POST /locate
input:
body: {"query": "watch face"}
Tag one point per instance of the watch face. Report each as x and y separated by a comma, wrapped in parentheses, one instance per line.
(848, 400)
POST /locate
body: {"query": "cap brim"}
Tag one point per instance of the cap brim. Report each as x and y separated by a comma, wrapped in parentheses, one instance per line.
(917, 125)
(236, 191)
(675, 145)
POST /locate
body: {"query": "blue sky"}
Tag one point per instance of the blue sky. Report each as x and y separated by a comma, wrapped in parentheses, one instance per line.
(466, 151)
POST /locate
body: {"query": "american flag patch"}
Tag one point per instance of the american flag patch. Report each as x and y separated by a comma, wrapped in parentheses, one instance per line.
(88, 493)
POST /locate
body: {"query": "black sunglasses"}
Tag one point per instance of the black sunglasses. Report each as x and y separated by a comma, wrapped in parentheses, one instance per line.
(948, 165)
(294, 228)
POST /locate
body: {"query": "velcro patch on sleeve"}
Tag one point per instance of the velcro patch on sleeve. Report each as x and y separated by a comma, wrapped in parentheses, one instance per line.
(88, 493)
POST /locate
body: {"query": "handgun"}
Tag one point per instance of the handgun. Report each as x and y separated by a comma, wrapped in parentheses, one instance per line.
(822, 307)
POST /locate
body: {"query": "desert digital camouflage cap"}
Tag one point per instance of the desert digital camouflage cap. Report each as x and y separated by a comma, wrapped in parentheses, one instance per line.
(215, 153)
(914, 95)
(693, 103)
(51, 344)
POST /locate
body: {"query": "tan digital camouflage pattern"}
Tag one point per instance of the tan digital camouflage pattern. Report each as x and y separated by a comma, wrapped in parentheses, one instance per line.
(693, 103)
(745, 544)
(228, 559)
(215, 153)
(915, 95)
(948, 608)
● ● ● ●
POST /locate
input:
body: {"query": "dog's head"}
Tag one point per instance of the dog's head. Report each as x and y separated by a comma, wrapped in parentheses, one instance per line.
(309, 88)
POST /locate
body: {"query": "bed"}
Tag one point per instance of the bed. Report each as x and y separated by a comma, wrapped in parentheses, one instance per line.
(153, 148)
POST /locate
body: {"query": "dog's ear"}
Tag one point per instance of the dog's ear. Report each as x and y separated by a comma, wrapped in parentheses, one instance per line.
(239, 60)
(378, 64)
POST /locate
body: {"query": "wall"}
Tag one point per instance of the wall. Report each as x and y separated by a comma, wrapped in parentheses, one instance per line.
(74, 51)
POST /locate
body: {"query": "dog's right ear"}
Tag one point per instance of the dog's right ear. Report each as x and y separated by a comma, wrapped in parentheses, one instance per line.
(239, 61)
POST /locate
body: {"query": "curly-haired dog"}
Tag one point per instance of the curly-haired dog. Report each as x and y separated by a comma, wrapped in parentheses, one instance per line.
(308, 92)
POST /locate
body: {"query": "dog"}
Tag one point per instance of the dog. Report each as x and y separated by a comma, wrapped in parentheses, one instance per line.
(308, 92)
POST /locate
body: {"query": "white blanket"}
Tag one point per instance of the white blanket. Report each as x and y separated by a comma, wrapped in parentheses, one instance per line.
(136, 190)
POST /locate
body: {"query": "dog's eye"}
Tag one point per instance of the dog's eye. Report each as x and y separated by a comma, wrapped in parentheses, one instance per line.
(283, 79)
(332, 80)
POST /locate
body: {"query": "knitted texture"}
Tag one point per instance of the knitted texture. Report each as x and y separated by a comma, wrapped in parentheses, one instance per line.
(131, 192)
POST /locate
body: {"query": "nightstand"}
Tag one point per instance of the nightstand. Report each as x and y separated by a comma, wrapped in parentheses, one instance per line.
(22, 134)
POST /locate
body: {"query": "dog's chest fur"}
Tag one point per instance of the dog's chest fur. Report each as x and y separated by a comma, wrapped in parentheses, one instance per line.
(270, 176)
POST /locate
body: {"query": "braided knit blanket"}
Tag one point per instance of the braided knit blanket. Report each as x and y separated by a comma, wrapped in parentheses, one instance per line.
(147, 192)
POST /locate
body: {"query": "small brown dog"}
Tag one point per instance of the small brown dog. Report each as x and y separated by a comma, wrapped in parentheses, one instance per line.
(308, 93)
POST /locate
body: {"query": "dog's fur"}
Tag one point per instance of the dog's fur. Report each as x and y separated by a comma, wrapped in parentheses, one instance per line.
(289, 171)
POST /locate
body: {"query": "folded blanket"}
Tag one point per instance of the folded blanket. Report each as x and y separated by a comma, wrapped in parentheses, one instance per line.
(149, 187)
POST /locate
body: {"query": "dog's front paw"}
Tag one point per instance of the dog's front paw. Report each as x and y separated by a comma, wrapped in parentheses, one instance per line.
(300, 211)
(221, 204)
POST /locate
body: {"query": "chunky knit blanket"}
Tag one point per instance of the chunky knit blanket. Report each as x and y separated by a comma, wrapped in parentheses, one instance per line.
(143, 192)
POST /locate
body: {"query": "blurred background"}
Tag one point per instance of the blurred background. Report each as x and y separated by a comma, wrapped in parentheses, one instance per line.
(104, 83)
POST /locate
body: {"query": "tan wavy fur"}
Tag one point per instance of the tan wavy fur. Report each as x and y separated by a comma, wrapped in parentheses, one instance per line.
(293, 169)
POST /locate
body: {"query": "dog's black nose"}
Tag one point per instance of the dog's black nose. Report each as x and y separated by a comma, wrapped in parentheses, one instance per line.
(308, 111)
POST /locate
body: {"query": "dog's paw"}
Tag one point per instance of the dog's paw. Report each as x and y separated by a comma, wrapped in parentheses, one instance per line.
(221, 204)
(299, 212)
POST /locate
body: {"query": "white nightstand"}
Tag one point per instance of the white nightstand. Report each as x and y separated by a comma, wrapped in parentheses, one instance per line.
● ● ● ●
→ **Instrucciones y requisitos**
Filtre los registros anteriores y copie cada línea que contenga la palabra "sleeve".

→ **Solución completa**
body: {"query": "velcro patch on sleeve"}
Tag one point per instance of the velcro patch on sleeve. Report each as x and y separated by a comma, wrapped in parentheses, one instance per line.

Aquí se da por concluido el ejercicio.